▸ Compiti da svolgere
[a] Rispondi a queste domande sul brano sul caso Cartesio:
(i) In quale città muore Cartesio?
(ii) Quale causa della morte indica il medico?
(iii) A quale confessione rischia di convertirsi la regina Cristina?
[b] Cita dal brano sul caso Cartesio il passo che va da "Il Caso Cartesio" fino a "dell’intero scacchiere europeo." compreso.

---------- Estratto del testo ----------

Il Caso Cartesio
Daniele Bondi
Febbraio 1650: il grande filosofo e matematico Renato Cartesio, a Stoccolma su invito della regina Cristina di Svezia, si ammala e muore. Il medico sostiene che la causa della morte sia stata una polmonite, ma per tutta la città si mormora che il filosofo è stato assassinato. Il francese, anche se nel corso della sua vita ha sempre evitato conflitti e dissapori, è un pensatore scomodo, rivoluzionario e molti fra i più alti funzionari statali lo considerano un pericolo. Malvista è soprattutto la sua grande influenza sulla regina Cristina a cui impartisce lezioni di filosofia: in gioco c’è infatti la pericolosa conversione di quest’ultima al Cattolicesimo, un fatto che comporterebbe un totale sconvolgimento nel sistema di alleanze dell’intero scacchiere europeo.

---------- Dati disponibili ----------

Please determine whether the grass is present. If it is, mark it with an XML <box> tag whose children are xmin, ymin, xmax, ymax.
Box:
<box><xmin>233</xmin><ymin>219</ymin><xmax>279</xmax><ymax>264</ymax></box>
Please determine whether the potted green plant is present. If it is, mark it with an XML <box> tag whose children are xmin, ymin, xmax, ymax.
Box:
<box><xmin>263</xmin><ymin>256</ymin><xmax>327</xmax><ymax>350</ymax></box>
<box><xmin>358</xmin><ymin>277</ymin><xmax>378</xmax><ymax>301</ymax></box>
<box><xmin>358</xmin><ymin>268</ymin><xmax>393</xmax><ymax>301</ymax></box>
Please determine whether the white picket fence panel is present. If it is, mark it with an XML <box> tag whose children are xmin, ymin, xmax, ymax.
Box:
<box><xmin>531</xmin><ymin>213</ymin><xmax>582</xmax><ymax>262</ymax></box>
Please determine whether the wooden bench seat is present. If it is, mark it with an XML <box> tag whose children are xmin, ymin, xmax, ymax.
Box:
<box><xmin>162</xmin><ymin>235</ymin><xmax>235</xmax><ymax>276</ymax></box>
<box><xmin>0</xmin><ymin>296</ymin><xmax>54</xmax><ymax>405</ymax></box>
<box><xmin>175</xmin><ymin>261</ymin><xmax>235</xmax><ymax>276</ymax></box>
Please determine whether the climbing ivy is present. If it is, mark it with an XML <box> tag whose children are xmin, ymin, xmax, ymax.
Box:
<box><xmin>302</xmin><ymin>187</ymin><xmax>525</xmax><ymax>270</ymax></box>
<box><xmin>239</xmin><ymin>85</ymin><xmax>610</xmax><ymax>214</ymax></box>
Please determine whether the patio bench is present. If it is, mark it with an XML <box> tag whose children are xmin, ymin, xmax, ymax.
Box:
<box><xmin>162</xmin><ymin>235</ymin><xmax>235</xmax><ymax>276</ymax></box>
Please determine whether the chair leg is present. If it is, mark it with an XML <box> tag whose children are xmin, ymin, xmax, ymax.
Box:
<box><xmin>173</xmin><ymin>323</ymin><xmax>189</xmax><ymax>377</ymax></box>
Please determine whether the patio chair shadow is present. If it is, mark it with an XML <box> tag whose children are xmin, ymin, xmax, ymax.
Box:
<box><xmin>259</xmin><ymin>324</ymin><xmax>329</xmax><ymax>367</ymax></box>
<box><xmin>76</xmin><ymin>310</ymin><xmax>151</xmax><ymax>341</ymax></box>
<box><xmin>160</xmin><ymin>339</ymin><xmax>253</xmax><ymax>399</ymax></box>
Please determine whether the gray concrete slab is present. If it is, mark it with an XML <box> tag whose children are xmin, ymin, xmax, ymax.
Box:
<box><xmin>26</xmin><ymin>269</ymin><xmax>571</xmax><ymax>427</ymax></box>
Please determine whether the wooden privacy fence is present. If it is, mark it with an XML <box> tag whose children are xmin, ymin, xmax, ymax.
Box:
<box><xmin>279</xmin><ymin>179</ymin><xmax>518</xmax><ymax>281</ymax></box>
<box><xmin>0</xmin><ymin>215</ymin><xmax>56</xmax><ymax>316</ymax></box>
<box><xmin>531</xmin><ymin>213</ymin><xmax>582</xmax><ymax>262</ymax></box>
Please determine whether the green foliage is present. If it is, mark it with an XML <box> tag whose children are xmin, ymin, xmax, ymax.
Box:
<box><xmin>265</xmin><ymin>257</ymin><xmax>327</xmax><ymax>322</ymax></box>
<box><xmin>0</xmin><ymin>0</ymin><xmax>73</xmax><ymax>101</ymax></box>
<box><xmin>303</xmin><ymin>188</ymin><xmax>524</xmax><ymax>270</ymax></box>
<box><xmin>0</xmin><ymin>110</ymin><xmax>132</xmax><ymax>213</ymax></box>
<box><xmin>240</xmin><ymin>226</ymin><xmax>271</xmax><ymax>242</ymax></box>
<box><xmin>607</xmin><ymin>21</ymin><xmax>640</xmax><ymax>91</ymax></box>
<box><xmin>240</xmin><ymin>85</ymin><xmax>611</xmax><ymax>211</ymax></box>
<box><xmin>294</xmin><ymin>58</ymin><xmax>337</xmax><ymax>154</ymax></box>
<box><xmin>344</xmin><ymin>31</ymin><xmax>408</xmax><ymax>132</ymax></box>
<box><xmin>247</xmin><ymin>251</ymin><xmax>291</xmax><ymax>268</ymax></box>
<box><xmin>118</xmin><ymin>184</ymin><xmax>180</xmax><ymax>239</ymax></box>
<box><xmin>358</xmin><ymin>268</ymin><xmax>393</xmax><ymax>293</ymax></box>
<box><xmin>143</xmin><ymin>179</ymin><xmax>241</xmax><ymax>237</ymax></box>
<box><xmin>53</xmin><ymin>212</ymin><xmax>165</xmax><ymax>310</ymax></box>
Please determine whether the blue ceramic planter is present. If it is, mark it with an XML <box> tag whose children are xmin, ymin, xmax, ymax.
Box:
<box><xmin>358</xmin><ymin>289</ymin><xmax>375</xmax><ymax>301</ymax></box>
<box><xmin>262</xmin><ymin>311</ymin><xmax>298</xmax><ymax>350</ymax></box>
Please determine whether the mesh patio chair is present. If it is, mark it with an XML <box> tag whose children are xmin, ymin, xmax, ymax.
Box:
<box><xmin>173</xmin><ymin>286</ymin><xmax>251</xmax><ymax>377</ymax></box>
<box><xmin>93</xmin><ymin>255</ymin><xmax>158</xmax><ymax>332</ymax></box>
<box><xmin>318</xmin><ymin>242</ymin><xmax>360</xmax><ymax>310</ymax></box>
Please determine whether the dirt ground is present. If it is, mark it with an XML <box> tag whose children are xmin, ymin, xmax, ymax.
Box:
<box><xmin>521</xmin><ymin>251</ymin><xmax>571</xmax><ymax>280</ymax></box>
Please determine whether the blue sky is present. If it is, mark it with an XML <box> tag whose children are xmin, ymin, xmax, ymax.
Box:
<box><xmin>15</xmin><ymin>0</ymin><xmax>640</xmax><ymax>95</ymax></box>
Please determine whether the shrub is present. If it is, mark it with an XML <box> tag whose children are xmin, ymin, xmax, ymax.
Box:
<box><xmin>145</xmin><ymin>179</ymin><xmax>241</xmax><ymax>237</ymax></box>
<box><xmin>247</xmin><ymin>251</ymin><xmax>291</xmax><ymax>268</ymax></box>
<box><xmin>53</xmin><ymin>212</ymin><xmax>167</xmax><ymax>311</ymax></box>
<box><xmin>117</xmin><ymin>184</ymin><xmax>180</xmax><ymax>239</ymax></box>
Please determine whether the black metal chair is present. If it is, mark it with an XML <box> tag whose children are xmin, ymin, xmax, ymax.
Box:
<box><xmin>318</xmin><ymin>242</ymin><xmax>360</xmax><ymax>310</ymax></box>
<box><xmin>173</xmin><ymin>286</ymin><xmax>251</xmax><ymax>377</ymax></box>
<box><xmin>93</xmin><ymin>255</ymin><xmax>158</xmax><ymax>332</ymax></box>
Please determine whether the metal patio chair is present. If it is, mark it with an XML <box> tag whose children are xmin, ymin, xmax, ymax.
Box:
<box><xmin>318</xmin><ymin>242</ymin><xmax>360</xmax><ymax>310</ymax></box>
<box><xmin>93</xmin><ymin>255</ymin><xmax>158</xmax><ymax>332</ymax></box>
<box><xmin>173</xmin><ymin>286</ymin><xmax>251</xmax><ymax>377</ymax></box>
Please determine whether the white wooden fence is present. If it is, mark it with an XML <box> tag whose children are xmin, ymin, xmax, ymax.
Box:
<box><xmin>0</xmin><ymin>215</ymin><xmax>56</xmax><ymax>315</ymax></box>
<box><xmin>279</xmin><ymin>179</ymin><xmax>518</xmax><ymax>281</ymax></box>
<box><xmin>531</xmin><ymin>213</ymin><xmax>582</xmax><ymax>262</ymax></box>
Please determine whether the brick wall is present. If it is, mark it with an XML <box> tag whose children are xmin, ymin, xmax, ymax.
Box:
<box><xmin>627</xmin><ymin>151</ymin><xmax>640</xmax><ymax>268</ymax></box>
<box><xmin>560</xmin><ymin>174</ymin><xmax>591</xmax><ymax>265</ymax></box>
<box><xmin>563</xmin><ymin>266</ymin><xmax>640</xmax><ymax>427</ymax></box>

----------

▸ Risposte ai compiti
[a]
(i) A Stoccolma.
(ii) Una polmonite.
(iii) Al Cattolicesimo.

[b]
Il Caso Cartesio
Daniele Bondi
Febbraio 1650: il grande filosofo e matematico Renato Cartesio, a Stoccolma su invito della regina Cristina di Svezia, si ammala e muore. Il medico sostiene che la causa della morte sia stata una polmonite, ma per tutta la città si mormora che il filosofo è stato assassinato. Il francese, anche se nel corso della sua vita ha sempre evitato conflitti e dissapori, è un pensatore scomodo, rivoluzionario e molti fra i più alti funzionari statali lo considerano un pericolo. Malvista è soprattutto la sua grande influenza sulla regina Cristina a cui impartisce lezioni di filosofia: in gioco c’è infatti la pericolosa conversione di quest’ultima al Cattolicesimo, un fatto che comporterebbe un totale sconvolgimento nel sistema di alleanze dell’intero scacchiere europeo.